◆ PROVIDED TEXT
*** Begin section ***

These studies rarely add much except confusion to the question of how music affects human minds at a group or population level because they are treating music reductively, as a simple tool. It is very rare to find a study that even controls properly for basic elements such as loudness, repetition rate, or context effects. And the problem of working with groups is that you have to take into account individuals’ history and experience, which, aside from basics such as age, gender, handedness, and hearing health, are usually beyond the scope of most protocols.
34
It may be statistically valid to say that consonant music in major keys makes most people feel relaxed or happy, but at an individual
level, if a person had a happy childhood in a household that played a lot of Public Enemy or Trent Reznor very loudly, he or she would probably find the valence of easy listening not so positive. So statistical findings based on generic people get reported in papers, and once the findings get out into the popular arena, things get even weirder. One of the best examples of this is the popular uprising of what started out as a reasonably interesting study on music and spatial reasoning and exploded through the press as a way to increase intelligence.

The “Mozart effect” emerged on the popular scene in 1993, but it had its roots much earlier, in the world of a French otolaryngologist named Alfred Tomatis. Tomatis proposed that auditory deficiencies too subtle to be defined as clinical hearing loss were responsible for a very wide variety of psychological and neurological disorders. His basic tenet was that early developmental problems in the ear led to broad-scale deficiencies in neurological processing of patterned input, such as speech and music. Inventing a system called the “electronic ear,” Tomatis used a combination of filters and amplifiers to try to restructure sounds into areas of his patients’ hearing range that he thought were deficient. His initial patients were opera singers, and his theory was that the sheer volume and stress of the extreme vocalization behavior in singing opera had damaged their middle ear muscles, thus reducing the protection those muscles offered against overloud and usually self-generated sounds.

There is a real basis to Tomatis’s hypothesis: mammals (and some other vertebrates) have a reflex arc that clamps down on the tympanum and ossicles to dampen sounds that may be loud enough to damage hearing. However, the system is limited, in that the amount of time it takes for the reflex to kick in is too long to prevent damage from very fast-onset loud sounds such
as explosions. Plus, like most reflexes, it habituates with chronic exposure, preventing it from being able to prevent hearing loss due to chronic exposure to loud noises. Tomatis’s idea was that “the voice cannot reproduce what the ear cannot hear,” and so his early electronic system tried to present sounds in the range that the patients’ ears were no longer responding to optimally. Claiming success with these techniques, Tomatis expanded his work into other clinical areas, ranging from depression to autism. He had his patients listen to music with very structured tempos and specific registers, including Mozart symphonies and Gregorian chants, two types of music with very different pitch and tempo characteristics, but both sharing a great deal of harmonic content and temporal structure. He claimed numerous successes in treating these psychological and psychiatric conditions, following them up with a book called
Why Mozart?
in which he tried to explain why Mozart in particular was particularly useful for treating conditions of the mind by retraining the ear to hear properly.

*** End section ***

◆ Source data

*** Begin section ***

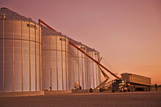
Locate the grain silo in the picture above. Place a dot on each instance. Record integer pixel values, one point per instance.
(20, 53)
(55, 60)
(78, 65)
(94, 78)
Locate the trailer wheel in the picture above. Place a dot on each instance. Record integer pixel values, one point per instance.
(91, 90)
(101, 90)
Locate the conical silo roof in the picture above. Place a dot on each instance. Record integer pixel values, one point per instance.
(11, 15)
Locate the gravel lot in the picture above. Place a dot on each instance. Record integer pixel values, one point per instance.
(127, 99)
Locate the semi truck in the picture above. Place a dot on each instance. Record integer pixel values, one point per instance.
(131, 82)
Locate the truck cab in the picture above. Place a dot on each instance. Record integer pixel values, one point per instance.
(119, 85)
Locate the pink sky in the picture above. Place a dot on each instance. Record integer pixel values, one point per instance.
(127, 33)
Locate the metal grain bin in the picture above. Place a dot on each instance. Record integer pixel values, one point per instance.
(94, 78)
(138, 79)
(20, 53)
(77, 65)
(55, 60)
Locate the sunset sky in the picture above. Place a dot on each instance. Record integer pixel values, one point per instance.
(127, 33)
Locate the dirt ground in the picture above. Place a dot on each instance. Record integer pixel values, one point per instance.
(118, 99)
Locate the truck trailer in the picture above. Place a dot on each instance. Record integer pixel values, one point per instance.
(131, 82)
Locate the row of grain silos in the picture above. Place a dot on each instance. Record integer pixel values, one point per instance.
(34, 57)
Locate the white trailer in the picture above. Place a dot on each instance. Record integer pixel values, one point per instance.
(131, 82)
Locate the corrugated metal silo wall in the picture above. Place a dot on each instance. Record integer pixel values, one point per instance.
(20, 54)
(55, 62)
(93, 70)
(77, 67)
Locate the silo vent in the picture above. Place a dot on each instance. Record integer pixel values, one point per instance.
(3, 16)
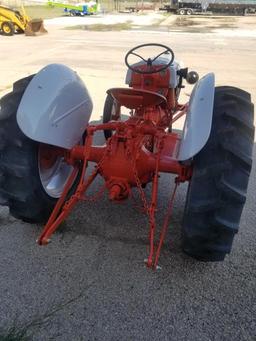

*** End section ***

Answer these questions using the passage on the Mozart effect.
(a) In what year did the "Mozart effect" emerge on the popular scene?
(b) Who were Alfred Tomatis's initial patients?
(c) What was the title of the book Tomatis wrote about his treatment successes?

◆ EXERCISE ANSWER
(a) 1993
(b) Opera singers
(c) *Why Mozart?*